(A run of entries)
* start *
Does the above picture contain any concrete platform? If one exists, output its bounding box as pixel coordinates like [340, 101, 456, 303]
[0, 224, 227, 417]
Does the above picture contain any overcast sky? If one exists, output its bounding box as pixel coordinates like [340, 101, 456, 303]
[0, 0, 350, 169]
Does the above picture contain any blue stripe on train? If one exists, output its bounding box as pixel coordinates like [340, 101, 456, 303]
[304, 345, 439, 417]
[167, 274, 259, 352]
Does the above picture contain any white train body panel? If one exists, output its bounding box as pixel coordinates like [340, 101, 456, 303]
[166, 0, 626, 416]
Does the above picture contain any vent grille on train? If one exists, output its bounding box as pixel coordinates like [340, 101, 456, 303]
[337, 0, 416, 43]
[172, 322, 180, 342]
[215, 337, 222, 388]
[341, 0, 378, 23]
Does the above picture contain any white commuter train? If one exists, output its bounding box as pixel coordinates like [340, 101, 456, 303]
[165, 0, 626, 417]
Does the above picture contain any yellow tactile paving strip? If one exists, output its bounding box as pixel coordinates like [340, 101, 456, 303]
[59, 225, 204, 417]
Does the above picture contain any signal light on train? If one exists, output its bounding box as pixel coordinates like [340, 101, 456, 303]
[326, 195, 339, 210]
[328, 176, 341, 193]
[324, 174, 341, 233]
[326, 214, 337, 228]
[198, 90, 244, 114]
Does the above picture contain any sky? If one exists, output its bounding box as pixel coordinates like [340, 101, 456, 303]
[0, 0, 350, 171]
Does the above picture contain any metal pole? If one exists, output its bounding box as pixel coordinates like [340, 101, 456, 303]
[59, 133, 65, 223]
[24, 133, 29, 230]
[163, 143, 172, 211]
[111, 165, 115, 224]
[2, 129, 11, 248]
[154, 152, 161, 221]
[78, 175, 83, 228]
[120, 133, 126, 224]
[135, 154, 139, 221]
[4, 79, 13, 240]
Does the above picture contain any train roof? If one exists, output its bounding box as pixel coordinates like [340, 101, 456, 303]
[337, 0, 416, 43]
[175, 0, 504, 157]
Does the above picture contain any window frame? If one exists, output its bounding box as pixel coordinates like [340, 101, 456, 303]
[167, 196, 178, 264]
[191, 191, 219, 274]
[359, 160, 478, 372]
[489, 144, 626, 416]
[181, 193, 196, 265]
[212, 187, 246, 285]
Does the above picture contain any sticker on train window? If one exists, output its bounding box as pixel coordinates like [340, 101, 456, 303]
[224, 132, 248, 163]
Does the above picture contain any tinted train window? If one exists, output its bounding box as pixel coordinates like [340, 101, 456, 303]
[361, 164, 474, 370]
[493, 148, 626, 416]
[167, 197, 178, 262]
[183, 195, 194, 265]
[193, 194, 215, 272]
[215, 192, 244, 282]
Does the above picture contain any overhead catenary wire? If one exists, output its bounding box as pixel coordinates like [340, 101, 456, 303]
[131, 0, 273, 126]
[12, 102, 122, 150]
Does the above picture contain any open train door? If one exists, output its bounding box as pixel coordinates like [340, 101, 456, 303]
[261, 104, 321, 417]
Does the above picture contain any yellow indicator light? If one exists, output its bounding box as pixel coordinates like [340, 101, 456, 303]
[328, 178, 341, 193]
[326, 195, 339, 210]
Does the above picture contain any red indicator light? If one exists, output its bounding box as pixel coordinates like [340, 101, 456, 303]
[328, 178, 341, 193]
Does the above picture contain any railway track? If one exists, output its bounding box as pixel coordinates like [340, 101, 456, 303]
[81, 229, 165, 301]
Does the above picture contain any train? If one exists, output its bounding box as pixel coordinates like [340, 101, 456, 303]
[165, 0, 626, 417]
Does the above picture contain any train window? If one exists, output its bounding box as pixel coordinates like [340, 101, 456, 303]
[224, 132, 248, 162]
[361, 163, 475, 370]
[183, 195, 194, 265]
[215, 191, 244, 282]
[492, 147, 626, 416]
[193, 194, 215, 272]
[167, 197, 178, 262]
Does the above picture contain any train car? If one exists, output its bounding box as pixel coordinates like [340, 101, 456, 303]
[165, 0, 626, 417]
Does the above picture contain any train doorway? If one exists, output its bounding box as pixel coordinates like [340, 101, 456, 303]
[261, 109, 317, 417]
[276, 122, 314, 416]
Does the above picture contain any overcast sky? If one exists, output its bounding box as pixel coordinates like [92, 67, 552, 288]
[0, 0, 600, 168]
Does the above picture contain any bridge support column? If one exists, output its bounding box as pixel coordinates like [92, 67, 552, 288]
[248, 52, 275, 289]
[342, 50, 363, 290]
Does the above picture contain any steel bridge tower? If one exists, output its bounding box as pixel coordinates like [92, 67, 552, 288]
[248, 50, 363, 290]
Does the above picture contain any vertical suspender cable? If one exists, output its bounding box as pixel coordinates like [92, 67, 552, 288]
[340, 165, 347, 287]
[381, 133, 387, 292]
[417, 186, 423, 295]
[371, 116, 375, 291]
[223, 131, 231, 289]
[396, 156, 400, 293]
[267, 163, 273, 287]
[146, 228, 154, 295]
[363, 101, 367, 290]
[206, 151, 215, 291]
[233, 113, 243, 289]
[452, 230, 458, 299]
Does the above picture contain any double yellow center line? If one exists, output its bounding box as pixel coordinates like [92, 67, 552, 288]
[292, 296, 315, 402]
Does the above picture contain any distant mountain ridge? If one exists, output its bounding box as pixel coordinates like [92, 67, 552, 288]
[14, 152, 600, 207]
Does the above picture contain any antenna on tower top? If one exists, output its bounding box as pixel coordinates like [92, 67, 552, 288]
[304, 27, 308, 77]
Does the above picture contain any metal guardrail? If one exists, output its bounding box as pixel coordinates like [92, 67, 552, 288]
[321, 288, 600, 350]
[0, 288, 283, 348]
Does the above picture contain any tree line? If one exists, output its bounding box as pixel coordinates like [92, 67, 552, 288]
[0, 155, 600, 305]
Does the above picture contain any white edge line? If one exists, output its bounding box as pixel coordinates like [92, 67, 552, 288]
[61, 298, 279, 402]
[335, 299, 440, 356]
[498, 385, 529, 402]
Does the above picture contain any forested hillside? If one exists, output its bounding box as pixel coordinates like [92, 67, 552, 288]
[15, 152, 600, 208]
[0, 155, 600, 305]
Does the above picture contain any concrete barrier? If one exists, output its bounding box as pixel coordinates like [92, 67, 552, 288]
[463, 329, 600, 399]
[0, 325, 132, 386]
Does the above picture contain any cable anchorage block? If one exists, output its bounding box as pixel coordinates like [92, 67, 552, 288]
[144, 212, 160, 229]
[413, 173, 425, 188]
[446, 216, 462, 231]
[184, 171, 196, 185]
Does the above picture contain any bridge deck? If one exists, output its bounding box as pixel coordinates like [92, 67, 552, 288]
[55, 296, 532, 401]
* end *
Rewrite the stretch from the start of the entries through the line containing "[166, 0, 626, 416]", requests included. Adjust every bounding-box coordinate in the answers by adding -77.

→ **ANSWER IN FULL**
Does the above picture contain any concrete platform? If one exists, output its bounding box as pixel coordinates like [340, 101, 456, 303]
[-77, 147, 150, 340]
Does the above picture contain any overcast sky? If one exists, output its bounding box as pixel coordinates like [340, 101, 456, 303]
[-77, -77, 273, 92]
Does the above picture contain any blue stripe on train? If one exists, output its bounding box as pixel coordinates like [340, 101, 456, 303]
[227, 268, 362, 340]
[90, 197, 182, 275]
Does the above picture contain any white train body panel? If one exists, output its bounding box as pixel coordinates like [340, 101, 456, 303]
[89, -77, 549, 339]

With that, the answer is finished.